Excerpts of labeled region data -

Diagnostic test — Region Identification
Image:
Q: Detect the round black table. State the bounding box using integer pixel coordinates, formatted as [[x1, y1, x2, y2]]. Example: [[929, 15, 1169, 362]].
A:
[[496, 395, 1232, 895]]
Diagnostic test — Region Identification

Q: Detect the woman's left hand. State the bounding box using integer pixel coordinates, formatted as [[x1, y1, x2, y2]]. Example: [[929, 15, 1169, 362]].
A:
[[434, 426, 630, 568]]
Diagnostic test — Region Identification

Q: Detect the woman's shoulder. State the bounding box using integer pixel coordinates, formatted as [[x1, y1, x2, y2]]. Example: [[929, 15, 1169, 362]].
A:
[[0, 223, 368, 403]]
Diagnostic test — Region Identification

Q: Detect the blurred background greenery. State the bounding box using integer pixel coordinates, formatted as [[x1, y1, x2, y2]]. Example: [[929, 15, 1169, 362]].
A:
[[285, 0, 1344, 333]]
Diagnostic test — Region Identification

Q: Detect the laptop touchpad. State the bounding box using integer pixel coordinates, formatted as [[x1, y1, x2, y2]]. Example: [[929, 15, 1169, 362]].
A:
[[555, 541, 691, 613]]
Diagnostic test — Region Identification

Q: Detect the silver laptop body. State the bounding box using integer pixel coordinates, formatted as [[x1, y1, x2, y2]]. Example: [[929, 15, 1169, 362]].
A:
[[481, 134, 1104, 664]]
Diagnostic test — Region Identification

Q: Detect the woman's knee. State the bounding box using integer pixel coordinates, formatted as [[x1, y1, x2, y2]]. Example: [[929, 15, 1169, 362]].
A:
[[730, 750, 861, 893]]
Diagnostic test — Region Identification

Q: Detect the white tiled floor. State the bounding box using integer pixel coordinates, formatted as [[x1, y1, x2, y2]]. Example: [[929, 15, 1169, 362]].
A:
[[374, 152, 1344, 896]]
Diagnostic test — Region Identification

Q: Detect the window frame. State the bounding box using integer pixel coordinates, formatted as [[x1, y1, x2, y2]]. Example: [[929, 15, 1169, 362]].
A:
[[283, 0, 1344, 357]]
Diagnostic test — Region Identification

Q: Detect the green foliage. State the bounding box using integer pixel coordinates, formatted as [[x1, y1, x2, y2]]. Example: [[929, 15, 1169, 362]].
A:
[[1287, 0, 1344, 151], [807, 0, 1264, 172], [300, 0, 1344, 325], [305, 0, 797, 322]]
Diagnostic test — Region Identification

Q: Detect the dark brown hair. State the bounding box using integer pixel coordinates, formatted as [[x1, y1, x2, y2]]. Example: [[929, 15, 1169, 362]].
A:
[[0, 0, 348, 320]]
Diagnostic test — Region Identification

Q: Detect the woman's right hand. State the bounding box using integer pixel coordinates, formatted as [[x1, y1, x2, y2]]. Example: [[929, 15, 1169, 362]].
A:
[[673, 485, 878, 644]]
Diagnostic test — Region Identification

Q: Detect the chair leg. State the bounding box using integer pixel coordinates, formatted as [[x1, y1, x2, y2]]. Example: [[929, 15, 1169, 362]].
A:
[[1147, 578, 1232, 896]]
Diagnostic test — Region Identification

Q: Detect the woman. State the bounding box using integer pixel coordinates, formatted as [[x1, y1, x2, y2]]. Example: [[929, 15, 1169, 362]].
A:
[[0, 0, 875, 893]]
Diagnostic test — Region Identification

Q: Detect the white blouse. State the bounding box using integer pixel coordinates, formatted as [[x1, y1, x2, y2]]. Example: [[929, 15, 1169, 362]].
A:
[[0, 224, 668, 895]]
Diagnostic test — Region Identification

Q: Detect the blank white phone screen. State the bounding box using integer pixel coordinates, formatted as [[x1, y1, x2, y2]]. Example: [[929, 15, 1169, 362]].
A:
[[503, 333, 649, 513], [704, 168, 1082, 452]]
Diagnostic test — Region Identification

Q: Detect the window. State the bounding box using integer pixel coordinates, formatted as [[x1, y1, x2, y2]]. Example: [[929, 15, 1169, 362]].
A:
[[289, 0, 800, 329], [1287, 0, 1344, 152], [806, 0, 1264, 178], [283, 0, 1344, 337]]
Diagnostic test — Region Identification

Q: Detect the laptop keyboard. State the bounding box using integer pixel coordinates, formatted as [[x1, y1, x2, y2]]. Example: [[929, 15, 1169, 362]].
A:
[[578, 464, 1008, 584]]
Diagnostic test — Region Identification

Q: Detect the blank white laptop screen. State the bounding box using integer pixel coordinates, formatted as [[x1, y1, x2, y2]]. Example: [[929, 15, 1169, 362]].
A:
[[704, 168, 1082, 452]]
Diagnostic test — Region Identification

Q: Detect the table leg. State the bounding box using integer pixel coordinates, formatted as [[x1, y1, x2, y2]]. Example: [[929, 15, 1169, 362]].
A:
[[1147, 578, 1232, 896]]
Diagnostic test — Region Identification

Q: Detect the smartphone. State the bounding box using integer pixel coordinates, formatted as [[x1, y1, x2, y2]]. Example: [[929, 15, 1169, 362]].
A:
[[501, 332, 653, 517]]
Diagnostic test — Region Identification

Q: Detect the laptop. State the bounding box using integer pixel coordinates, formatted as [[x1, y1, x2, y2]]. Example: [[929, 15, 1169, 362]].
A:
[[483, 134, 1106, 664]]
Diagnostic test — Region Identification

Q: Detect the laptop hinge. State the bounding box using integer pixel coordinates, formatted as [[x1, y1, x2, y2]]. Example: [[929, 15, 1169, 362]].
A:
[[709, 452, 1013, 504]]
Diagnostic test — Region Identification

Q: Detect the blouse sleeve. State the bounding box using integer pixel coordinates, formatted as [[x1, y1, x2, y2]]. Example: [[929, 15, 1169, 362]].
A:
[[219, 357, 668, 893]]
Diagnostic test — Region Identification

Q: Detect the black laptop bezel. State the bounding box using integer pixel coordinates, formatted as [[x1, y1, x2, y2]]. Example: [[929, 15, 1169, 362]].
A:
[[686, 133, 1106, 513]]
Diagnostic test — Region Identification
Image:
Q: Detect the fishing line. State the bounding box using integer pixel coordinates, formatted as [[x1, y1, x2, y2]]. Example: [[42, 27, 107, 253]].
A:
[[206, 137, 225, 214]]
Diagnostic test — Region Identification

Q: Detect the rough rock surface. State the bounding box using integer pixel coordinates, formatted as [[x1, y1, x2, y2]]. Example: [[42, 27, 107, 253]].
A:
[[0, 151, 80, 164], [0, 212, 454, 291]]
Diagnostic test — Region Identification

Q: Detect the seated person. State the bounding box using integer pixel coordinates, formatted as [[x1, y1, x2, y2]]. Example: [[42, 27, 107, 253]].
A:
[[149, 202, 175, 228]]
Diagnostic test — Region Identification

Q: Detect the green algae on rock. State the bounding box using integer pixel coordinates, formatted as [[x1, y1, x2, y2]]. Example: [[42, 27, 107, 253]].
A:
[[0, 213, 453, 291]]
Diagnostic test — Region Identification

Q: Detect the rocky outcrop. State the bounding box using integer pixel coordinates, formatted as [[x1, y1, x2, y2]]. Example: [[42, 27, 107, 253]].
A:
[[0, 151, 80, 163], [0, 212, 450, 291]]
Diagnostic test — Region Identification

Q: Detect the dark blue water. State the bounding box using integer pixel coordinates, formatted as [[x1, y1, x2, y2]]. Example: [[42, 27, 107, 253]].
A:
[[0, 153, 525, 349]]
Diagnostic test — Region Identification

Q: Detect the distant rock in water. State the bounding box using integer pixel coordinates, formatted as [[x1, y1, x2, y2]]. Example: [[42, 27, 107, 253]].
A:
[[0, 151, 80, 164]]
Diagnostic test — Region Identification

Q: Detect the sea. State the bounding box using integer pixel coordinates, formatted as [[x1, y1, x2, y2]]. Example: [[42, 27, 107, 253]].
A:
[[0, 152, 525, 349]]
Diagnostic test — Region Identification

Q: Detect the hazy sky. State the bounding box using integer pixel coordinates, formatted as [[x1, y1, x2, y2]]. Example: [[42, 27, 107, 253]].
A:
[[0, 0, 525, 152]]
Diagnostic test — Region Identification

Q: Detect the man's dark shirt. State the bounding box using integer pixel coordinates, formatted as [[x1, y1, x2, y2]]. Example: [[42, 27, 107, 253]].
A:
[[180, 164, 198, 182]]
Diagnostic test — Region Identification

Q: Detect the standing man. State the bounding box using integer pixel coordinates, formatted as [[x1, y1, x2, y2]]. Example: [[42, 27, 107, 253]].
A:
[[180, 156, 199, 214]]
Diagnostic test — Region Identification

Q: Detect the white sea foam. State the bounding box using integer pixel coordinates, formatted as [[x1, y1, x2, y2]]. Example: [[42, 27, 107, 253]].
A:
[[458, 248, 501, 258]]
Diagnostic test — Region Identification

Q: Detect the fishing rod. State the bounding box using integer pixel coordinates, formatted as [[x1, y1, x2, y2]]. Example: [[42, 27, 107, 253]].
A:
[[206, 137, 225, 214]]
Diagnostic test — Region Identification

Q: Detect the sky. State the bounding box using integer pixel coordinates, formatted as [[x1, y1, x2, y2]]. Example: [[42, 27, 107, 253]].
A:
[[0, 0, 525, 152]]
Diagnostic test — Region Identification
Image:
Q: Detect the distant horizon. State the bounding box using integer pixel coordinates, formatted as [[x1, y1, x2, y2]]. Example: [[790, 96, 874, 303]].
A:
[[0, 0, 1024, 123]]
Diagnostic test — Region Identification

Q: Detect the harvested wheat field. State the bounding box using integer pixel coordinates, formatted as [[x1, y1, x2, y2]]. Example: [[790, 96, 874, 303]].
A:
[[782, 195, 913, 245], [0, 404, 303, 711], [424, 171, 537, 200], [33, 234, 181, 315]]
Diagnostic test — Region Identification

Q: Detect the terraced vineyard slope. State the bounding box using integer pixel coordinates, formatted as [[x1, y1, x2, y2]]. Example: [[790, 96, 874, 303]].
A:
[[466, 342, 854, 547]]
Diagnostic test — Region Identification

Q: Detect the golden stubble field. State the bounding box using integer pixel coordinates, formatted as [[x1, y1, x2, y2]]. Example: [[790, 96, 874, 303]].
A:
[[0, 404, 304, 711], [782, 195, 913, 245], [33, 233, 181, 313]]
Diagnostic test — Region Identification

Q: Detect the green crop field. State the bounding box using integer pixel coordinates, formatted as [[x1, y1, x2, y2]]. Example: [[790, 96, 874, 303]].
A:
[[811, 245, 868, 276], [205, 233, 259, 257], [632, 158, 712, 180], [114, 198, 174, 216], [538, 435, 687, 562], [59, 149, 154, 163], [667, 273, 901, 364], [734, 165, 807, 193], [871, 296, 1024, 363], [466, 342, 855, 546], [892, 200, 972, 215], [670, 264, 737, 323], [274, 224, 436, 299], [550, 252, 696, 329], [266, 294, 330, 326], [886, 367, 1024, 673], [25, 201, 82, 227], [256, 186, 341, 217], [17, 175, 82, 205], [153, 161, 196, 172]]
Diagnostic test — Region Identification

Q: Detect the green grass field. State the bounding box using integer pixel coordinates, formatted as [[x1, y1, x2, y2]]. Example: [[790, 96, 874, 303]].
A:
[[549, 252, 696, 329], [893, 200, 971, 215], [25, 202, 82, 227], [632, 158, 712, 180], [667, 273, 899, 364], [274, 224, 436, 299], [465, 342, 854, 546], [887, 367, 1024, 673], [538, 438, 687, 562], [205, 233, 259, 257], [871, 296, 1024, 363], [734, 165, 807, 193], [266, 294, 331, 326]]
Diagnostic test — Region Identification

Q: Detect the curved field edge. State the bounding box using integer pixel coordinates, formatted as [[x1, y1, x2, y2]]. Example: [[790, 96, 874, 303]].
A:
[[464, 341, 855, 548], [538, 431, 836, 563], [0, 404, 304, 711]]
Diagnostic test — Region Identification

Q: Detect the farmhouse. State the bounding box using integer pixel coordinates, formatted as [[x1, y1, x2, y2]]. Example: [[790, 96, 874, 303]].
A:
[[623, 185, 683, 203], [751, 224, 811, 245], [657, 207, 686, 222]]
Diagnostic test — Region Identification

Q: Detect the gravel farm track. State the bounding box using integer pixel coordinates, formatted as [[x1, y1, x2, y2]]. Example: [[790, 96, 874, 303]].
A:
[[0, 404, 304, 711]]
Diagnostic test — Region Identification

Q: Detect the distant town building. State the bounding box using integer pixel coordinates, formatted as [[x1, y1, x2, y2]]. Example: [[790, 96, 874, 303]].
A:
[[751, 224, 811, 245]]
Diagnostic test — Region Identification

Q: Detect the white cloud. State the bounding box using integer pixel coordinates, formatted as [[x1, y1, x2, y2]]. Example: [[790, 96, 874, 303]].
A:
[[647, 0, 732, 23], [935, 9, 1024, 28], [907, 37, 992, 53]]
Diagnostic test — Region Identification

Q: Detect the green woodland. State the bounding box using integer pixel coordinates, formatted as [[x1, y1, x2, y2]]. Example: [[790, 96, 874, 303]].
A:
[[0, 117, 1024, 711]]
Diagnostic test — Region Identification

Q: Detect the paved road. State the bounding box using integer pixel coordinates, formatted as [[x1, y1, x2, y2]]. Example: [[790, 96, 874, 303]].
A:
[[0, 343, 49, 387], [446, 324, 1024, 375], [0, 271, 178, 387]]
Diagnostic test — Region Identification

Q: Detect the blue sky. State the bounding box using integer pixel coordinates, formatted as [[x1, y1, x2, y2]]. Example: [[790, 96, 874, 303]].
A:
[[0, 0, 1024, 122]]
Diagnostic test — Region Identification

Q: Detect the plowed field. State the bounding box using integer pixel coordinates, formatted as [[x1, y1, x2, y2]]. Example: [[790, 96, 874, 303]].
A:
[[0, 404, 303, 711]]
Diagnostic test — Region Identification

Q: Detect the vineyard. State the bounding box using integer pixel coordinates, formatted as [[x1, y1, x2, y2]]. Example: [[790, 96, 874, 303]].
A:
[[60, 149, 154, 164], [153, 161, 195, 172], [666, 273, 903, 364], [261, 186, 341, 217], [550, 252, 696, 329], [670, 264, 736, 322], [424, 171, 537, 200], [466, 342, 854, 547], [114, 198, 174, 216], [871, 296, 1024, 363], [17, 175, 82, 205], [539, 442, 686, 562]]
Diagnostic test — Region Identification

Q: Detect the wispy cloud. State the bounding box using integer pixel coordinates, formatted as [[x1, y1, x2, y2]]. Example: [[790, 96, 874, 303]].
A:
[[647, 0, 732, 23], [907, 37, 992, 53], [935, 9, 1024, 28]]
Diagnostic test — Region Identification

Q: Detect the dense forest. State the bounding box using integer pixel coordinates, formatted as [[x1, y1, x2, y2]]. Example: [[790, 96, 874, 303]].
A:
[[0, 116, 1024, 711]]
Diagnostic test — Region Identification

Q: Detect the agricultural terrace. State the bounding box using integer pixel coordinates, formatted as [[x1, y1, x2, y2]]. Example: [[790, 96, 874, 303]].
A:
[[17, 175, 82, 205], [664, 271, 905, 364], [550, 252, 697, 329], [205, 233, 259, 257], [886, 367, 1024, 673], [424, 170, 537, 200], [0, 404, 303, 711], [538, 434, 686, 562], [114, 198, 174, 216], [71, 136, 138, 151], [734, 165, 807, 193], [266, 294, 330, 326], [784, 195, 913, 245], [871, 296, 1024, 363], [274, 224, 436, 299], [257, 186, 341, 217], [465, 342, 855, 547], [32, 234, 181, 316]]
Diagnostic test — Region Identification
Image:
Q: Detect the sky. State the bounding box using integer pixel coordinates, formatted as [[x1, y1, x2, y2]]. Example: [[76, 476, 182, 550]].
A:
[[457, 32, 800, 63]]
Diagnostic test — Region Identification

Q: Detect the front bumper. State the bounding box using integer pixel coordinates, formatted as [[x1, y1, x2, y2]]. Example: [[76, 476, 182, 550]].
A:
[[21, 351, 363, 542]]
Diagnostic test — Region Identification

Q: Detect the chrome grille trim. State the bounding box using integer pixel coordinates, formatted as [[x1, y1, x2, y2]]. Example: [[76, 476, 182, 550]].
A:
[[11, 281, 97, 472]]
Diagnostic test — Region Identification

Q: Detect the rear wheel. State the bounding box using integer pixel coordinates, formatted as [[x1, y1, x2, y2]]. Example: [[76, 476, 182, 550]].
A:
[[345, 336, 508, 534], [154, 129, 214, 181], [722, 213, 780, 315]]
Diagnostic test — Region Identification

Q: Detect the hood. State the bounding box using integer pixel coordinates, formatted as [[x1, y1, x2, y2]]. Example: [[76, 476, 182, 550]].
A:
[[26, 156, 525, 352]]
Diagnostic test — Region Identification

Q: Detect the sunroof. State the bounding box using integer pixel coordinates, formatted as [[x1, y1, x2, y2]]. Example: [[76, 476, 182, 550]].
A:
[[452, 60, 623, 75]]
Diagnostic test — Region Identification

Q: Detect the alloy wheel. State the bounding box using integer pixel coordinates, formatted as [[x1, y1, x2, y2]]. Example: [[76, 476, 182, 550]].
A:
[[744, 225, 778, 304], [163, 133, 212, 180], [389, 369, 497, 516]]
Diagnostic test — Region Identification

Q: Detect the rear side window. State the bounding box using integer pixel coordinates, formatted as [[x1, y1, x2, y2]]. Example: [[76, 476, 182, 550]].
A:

SHORT EXERCISE -
Copy out the lines from the first one through the line containing "[[283, 0, 1344, 357]]", with both of those lines included, word for word.

COMPLETE OUTPUT -
Diagnostic test — Region Identification
Image:
Q: Detect the round black table. State the bounding box using integer pixel coordinates, formatted as [[x1, y1, x2, y2]]. Example: [[929, 15, 1169, 362]].
A:
[[496, 395, 1232, 895]]
Diagnostic test — Region Identification

Q: Detect the woman's left hand. State the bounding box using integer pixel coordinates, formatted as [[x1, y1, x2, y2]]. Example: [[929, 15, 1169, 362]].
A:
[[434, 426, 630, 568]]
Diagnostic test — Region Identification

Q: Detect the woman's shoulder. State the bounding box using integer pixel coordinates, formatted as [[x1, y1, x2, y2]]. Example: [[929, 15, 1169, 362]].
A:
[[0, 223, 368, 403]]
Diagnostic test — Region Identification

Q: Detect the blurred background greenery. State the bounding box using integer pixel coordinates, formatted as [[x1, y1, x2, y2]]. Example: [[929, 15, 1169, 362]].
A:
[[285, 0, 1344, 333]]
Diagnostic test — Region Identification

Q: Detect the laptop touchpad. State the bounding box using integer pixel coordinates, formatted as [[x1, y1, x2, y2]]. Example: [[929, 15, 1169, 362]].
A:
[[555, 541, 691, 613]]
Diagnostic test — Region Identification

Q: Detect the silver laptop body. State the bounding box using integer pixel coordinates, formatted as [[x1, y1, x2, y2]]. Example: [[929, 15, 1169, 362]].
A:
[[481, 134, 1104, 664]]
Diagnostic test — Region Identification

Q: Detect the woman's knee. State the bounding box using integer pixel coordinates, formatted as [[x1, y1, x2, y2]]. Example: [[929, 15, 1169, 362]].
A:
[[730, 750, 861, 893]]
Diagnostic test — Region Identification

Q: Detect the white tiled floor. State the bounding box using integer pixel coordinates, formatted as [[x1, y1, x2, y2]]. Example: [[929, 15, 1169, 362]].
A:
[[374, 152, 1344, 896]]
Diagnostic test — Region Identification

Q: Detect the window frame. State the bounding box using integer pixel coordinates, formatted as [[x1, y1, x2, y2]]. Example: [[929, 15, 1169, 362]].
A:
[[283, 0, 1344, 357]]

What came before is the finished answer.